Records for this exercise
▼

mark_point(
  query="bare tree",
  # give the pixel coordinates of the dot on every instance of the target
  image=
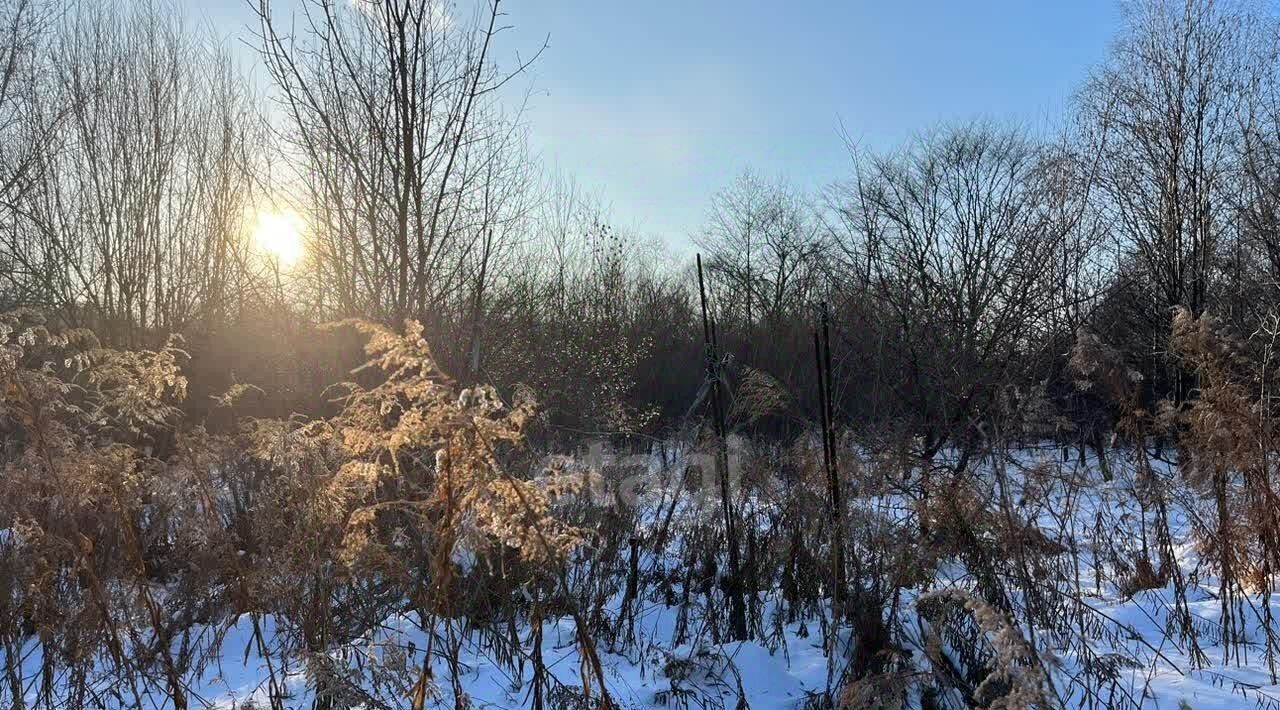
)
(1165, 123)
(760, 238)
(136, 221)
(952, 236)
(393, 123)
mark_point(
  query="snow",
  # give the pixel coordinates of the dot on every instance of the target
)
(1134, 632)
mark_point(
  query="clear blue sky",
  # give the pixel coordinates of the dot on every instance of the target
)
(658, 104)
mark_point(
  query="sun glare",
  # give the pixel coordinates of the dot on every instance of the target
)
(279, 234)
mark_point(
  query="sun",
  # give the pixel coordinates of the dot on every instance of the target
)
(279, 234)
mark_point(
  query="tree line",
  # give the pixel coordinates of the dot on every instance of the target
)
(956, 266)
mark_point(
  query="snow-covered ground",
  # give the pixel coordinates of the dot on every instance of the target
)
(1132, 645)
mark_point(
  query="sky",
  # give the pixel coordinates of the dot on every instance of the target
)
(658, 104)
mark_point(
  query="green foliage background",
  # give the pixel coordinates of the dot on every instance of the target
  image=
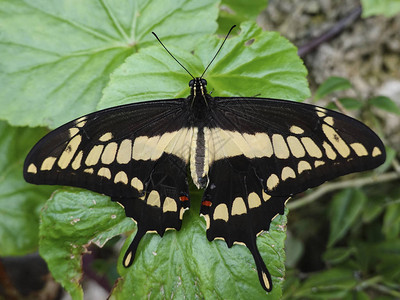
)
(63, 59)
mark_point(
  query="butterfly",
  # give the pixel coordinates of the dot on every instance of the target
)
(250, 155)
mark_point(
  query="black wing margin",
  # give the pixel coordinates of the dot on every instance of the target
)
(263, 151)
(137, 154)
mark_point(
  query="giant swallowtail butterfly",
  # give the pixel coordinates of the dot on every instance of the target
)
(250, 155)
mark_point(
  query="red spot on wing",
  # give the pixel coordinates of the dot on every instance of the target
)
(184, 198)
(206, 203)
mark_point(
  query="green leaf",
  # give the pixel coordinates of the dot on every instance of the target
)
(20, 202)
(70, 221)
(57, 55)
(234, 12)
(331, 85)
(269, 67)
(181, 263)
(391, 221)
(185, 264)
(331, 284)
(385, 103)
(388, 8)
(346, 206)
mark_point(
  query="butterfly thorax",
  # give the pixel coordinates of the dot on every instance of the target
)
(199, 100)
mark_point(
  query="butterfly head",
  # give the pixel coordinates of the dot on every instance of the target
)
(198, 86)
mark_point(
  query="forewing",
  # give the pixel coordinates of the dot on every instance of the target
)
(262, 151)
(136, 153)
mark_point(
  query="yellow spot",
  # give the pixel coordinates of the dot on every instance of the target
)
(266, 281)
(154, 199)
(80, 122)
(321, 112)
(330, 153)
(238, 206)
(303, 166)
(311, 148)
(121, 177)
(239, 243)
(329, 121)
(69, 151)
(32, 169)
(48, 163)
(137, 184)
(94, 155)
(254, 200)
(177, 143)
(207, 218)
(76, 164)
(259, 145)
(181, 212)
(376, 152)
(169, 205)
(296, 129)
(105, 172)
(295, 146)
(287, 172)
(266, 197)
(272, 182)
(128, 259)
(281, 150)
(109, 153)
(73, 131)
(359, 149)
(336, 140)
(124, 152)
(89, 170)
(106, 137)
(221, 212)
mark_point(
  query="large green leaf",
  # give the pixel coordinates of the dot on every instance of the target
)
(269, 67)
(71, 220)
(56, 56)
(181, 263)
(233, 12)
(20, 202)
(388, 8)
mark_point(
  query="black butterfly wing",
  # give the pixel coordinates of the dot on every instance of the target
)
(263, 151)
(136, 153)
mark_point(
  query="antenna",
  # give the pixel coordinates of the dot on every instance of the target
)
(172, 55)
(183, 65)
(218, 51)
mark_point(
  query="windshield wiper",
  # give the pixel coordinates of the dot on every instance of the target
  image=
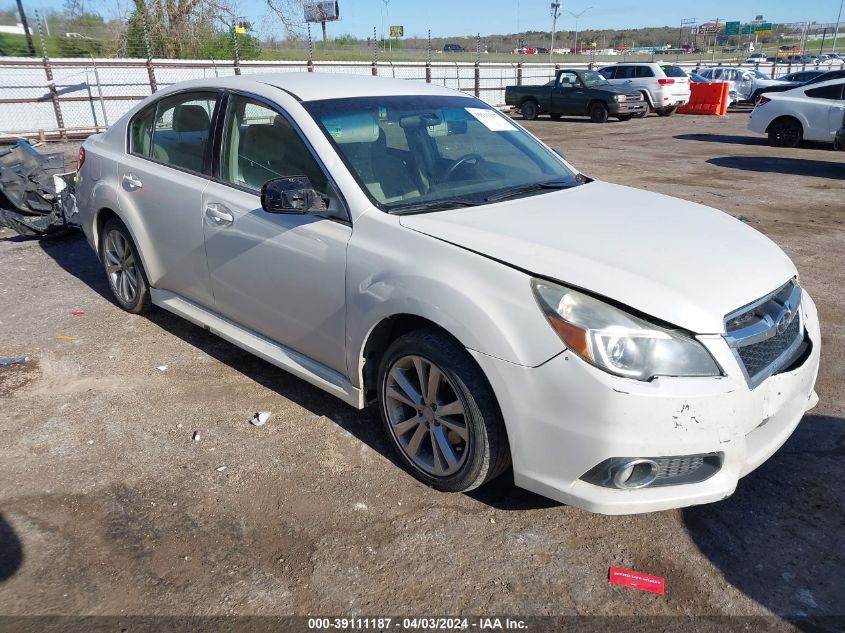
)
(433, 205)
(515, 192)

▲
▼

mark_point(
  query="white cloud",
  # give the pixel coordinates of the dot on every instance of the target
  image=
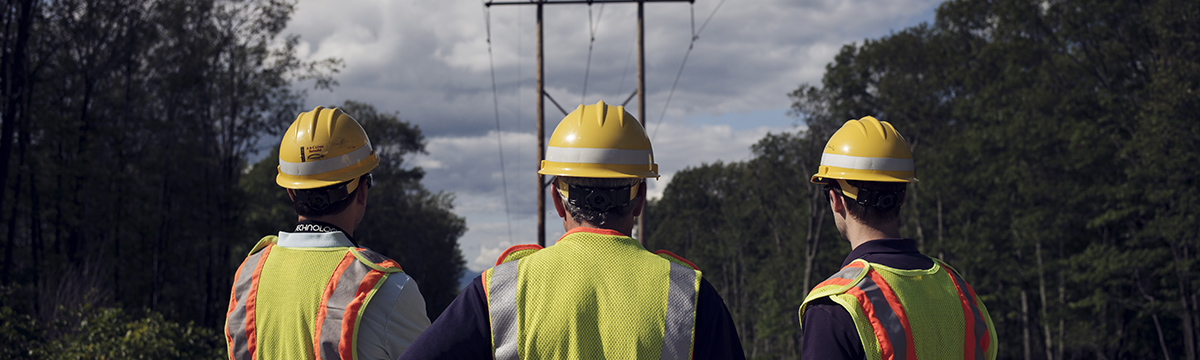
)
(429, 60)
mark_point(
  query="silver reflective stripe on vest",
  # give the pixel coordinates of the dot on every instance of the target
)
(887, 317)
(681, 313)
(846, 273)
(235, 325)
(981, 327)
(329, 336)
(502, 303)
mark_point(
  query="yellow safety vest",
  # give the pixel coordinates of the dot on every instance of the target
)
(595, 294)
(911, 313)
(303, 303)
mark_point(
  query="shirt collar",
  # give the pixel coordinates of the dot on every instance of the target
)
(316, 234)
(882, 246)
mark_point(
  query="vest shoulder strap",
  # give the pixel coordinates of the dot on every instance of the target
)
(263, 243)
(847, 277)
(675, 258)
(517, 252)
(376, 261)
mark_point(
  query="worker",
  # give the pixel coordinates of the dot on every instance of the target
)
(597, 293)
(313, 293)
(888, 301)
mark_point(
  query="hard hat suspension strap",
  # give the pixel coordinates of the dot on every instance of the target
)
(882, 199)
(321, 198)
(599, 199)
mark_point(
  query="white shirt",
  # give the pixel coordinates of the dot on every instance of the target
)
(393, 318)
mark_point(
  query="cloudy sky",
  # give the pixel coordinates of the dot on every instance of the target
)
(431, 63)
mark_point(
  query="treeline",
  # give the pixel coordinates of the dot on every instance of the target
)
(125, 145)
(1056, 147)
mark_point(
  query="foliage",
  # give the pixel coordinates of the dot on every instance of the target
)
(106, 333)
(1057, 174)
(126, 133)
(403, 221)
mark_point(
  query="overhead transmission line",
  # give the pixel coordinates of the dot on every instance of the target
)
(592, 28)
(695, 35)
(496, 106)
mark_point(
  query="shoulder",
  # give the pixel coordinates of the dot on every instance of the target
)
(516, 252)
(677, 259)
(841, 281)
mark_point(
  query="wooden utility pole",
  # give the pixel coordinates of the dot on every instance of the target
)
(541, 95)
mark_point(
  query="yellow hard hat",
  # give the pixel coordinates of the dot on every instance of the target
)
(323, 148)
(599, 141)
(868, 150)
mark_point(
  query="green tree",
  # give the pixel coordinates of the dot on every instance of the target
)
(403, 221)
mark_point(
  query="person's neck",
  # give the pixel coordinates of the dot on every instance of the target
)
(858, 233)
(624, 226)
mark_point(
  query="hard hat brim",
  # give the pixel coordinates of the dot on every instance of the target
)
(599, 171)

▲

Return every line of the rows above that contains the string "shoulder".

  query="vest shoulder strap",
  query="shoulder",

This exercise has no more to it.